> **WHAT YOU HAVE TO DO**
Retyping the records exactly, down to the last line, is the whole job.

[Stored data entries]
⟨

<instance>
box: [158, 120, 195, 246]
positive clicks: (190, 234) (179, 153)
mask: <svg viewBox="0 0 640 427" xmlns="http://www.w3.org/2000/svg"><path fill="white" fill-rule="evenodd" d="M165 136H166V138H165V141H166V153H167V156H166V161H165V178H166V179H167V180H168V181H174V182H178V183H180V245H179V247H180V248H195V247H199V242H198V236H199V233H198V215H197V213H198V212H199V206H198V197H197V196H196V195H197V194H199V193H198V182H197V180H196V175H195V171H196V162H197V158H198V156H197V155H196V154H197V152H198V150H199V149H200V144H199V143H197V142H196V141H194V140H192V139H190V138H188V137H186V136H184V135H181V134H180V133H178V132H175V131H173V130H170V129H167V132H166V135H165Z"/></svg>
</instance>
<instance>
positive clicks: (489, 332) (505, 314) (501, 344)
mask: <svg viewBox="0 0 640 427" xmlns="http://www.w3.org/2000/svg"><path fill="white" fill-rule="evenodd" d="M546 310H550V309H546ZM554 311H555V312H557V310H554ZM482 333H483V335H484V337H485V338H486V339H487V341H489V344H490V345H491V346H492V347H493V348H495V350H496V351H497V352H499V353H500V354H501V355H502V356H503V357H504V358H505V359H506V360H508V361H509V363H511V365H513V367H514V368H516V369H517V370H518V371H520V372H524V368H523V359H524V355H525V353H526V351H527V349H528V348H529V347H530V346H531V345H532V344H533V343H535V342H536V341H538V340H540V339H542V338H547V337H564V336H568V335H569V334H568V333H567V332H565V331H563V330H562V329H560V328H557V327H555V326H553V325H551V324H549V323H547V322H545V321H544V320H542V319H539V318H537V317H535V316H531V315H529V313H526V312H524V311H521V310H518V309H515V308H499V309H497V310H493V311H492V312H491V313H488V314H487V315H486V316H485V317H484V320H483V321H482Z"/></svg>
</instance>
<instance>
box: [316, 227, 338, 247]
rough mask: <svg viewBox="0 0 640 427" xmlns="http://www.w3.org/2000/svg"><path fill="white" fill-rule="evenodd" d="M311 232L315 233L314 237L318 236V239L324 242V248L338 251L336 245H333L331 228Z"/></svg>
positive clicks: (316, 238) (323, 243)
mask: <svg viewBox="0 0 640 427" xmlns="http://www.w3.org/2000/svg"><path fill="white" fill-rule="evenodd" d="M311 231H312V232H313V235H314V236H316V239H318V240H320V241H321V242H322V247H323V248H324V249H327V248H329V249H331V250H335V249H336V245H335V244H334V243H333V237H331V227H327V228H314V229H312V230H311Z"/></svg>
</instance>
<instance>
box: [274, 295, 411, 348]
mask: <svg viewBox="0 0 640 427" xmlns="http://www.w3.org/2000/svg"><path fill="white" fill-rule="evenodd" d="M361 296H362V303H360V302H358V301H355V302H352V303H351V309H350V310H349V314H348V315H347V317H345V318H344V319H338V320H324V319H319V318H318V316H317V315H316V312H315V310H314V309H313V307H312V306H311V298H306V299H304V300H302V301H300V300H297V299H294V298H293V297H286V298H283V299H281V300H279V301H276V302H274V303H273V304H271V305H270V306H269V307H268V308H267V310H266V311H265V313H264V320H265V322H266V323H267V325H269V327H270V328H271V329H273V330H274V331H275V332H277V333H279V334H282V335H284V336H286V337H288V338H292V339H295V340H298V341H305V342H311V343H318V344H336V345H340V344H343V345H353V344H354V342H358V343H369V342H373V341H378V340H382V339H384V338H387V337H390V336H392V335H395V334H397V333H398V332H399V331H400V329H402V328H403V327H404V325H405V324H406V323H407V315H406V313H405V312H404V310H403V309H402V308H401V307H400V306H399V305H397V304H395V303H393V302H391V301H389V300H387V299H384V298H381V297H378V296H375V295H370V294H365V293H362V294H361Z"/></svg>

⟩

> **ANSWER TO THIS EXERCISE**
<instance>
box: [158, 120, 195, 246]
positive clicks: (190, 234) (179, 153)
mask: <svg viewBox="0 0 640 427" xmlns="http://www.w3.org/2000/svg"><path fill="white" fill-rule="evenodd" d="M165 136H166V138H165V141H166V153H167V156H166V161H165V178H166V179H167V180H168V181H174V182H178V183H180V245H179V247H180V248H195V247H199V242H198V236H199V233H198V215H197V213H198V212H199V206H198V197H197V196H196V195H197V194H199V193H198V182H197V180H196V175H195V171H196V162H197V158H198V156H197V155H196V154H197V152H198V150H199V149H200V144H199V143H197V142H196V141H194V140H192V139H190V138H188V137H186V136H184V135H181V134H180V133H178V132H175V131H173V130H170V129H167V132H166V135H165Z"/></svg>
</instance>
<instance>
positive clicks: (489, 332) (505, 314) (501, 344)
mask: <svg viewBox="0 0 640 427" xmlns="http://www.w3.org/2000/svg"><path fill="white" fill-rule="evenodd" d="M546 310H550V309H546ZM554 311H555V312H557V310H554ZM482 333H483V335H484V337H485V338H486V339H487V341H489V344H490V345H491V346H492V347H493V348H495V350H496V351H497V352H499V353H500V354H501V355H502V356H503V357H504V358H505V359H506V360H508V361H509V363H511V365H513V367H514V368H516V369H517V370H518V371H520V372H524V368H523V359H524V355H525V353H526V351H527V349H528V348H529V347H530V346H531V345H532V344H533V343H535V342H536V341H538V340H540V339H542V338H547V337H564V336H568V335H569V334H568V333H567V332H565V331H563V330H562V329H560V328H557V327H555V326H553V325H551V324H549V323H547V322H545V321H544V320H542V319H539V318H537V317H535V316H531V315H529V313H526V312H524V311H521V310H518V309H515V308H499V309H497V310H493V311H492V312H491V313H488V314H487V315H486V316H485V317H484V320H483V321H482Z"/></svg>
</instance>
<instance>
box: [316, 227, 338, 247]
rough mask: <svg viewBox="0 0 640 427" xmlns="http://www.w3.org/2000/svg"><path fill="white" fill-rule="evenodd" d="M311 232L315 233L314 237L318 236V239L324 242V248L338 251L336 245H333L331 228Z"/></svg>
positive clicks: (316, 238) (323, 243)
mask: <svg viewBox="0 0 640 427" xmlns="http://www.w3.org/2000/svg"><path fill="white" fill-rule="evenodd" d="M311 231H312V232H313V235H314V236H316V239H318V240H320V241H321V242H322V247H323V248H324V249H327V248H329V249H331V250H335V249H336V245H335V244H334V243H333V237H331V227H327V228H314V229H312V230H311Z"/></svg>
</instance>
<instance>
box: [274, 295, 411, 348]
mask: <svg viewBox="0 0 640 427" xmlns="http://www.w3.org/2000/svg"><path fill="white" fill-rule="evenodd" d="M361 296H362V303H360V302H358V301H355V302H352V303H351V309H350V310H349V314H348V315H347V317H345V318H344V319H338V320H324V319H319V318H318V316H317V315H316V312H315V310H314V309H313V307H312V306H311V298H306V299H304V300H302V301H300V300H297V299H294V298H293V297H286V298H283V299H281V300H279V301H276V302H274V303H273V304H271V305H270V306H269V307H268V308H267V310H266V311H265V313H264V320H265V322H266V323H267V325H269V327H270V328H271V329H273V330H274V331H275V332H277V333H279V334H282V335H284V336H286V337H288V338H292V339H295V340H298V341H305V342H311V343H318V344H336V345H340V344H343V345H353V344H354V342H358V343H369V342H373V341H378V340H382V339H384V338H387V337H390V336H392V335H395V334H397V333H398V332H399V331H400V329H402V328H403V327H404V325H405V324H406V323H407V315H406V313H405V312H404V310H403V309H402V308H401V307H400V306H399V305H397V304H395V303H393V302H391V301H389V300H387V299H384V298H381V297H378V296H375V295H370V294H365V293H362V294H361Z"/></svg>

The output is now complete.